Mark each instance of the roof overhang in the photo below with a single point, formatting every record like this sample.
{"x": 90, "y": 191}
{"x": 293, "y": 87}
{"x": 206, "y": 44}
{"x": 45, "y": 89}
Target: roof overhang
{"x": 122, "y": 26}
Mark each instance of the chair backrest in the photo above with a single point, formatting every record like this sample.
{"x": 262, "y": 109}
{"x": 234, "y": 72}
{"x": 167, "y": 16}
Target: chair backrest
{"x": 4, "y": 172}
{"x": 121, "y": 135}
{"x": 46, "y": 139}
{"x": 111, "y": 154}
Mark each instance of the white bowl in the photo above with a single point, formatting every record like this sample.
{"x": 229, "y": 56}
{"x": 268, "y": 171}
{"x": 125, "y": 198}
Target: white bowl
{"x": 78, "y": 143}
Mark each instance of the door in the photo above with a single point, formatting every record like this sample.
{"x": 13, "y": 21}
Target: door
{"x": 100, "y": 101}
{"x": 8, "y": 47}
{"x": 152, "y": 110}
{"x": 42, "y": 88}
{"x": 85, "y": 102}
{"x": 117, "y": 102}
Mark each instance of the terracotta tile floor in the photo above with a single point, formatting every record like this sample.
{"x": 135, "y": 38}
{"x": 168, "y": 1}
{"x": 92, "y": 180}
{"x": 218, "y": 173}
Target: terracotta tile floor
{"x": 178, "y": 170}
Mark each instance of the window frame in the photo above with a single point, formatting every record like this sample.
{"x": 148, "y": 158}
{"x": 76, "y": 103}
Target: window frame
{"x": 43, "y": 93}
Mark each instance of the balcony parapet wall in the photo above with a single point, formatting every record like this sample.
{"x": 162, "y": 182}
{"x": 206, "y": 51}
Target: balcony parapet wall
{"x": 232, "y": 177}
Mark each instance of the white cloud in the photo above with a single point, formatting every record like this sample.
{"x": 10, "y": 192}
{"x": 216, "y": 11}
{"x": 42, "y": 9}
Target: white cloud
——————————
What you will do: When transcribing the data, keep every line exactly as it is.

Response to this exercise:
Mark each instance of the roof overhang in the photo below with a single point, formatting every record like this sample.
{"x": 90, "y": 191}
{"x": 293, "y": 87}
{"x": 206, "y": 44}
{"x": 45, "y": 89}
Target: roof overhang
{"x": 122, "y": 26}
Mark each instance of the chair backrest in the photo above with a single point, formatting every record like this sample.
{"x": 262, "y": 109}
{"x": 234, "y": 72}
{"x": 167, "y": 16}
Target: chair backrest
{"x": 4, "y": 172}
{"x": 121, "y": 135}
{"x": 46, "y": 139}
{"x": 111, "y": 154}
Mark each instance of the white bowl in the photo above with a single point, formatting every record like this sample.
{"x": 229, "y": 56}
{"x": 268, "y": 171}
{"x": 125, "y": 198}
Target: white bowl
{"x": 78, "y": 143}
Mark each instance of the door in the photo above with a single point, formatting every record like this sample.
{"x": 13, "y": 21}
Target: door
{"x": 100, "y": 101}
{"x": 8, "y": 47}
{"x": 152, "y": 110}
{"x": 42, "y": 88}
{"x": 85, "y": 102}
{"x": 117, "y": 102}
Mark each instance of the terracotta tile floor in the photo above with a single point, formatting every record like this sample.
{"x": 135, "y": 38}
{"x": 168, "y": 1}
{"x": 92, "y": 180}
{"x": 218, "y": 173}
Target: terracotta tile floor
{"x": 178, "y": 170}
Mark each instance of the window frame in the photo above with a single point, formatting every record like this sample.
{"x": 148, "y": 158}
{"x": 76, "y": 103}
Target: window frame
{"x": 43, "y": 93}
Mark each instance of the balcony parapet wall in the photo above with a single point, formatting every record like this sample.
{"x": 162, "y": 182}
{"x": 206, "y": 51}
Target: balcony parapet wall
{"x": 232, "y": 177}
Mark each instance of the white cloud in the photo above with a single point, formatting every record like this sample.
{"x": 10, "y": 192}
{"x": 216, "y": 11}
{"x": 42, "y": 9}
Target: white cloud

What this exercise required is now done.